What you have to do ▸
Work out how many lines in the entries below contain the string "negative", with case counting. Give only the number.

Dataset records ▸
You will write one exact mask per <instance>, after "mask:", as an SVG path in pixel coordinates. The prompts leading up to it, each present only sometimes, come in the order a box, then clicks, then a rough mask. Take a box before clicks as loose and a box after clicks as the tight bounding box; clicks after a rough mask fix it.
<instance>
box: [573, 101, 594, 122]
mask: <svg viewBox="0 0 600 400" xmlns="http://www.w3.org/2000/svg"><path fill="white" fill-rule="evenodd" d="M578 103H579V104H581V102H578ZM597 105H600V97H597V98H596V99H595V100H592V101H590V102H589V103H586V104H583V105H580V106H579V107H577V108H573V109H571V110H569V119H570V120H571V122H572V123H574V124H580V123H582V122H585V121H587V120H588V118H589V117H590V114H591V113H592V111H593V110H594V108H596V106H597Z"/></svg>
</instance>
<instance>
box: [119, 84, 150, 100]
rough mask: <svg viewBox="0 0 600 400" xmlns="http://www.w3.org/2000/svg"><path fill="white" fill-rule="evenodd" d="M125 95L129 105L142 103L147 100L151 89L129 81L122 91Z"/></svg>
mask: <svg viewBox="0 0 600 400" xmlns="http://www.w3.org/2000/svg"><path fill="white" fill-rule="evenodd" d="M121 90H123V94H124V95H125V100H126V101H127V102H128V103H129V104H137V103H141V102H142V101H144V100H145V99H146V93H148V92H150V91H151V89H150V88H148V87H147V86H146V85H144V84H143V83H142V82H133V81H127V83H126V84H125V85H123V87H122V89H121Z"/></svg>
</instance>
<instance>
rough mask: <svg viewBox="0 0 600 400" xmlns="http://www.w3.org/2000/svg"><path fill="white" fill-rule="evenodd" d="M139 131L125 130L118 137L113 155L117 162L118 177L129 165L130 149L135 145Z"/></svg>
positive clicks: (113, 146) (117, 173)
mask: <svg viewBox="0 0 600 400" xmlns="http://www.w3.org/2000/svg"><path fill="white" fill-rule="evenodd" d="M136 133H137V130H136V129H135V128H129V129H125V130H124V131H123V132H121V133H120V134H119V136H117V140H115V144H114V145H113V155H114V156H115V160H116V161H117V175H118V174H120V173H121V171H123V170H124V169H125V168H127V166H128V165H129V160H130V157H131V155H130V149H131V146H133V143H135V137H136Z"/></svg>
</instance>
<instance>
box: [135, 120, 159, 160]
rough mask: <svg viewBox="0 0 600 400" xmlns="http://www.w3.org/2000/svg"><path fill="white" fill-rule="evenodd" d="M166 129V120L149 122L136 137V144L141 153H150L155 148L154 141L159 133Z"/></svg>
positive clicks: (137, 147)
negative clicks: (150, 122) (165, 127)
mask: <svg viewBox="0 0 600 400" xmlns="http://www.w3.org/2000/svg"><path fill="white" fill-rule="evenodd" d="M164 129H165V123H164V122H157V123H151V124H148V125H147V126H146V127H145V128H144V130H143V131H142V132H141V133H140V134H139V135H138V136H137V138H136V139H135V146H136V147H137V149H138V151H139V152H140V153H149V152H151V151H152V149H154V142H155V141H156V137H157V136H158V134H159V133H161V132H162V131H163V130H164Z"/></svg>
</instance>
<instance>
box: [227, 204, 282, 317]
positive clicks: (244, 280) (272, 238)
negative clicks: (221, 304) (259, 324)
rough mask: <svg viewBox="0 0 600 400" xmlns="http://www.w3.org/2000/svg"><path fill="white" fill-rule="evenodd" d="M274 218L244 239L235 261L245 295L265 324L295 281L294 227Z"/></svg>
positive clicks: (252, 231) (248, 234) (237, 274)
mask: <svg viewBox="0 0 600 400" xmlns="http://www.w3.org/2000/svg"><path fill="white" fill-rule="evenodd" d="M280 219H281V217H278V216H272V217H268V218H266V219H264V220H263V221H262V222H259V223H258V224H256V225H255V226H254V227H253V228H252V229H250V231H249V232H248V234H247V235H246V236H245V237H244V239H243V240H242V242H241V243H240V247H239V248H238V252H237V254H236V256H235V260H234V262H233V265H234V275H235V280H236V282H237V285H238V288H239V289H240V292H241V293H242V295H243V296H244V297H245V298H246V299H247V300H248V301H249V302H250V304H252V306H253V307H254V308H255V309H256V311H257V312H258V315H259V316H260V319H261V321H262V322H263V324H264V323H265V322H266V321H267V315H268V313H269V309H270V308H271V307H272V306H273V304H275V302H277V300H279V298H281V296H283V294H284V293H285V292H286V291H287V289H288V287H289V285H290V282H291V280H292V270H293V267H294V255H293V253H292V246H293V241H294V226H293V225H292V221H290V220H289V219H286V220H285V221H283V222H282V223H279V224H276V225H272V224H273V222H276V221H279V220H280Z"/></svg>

Written answer ▸
2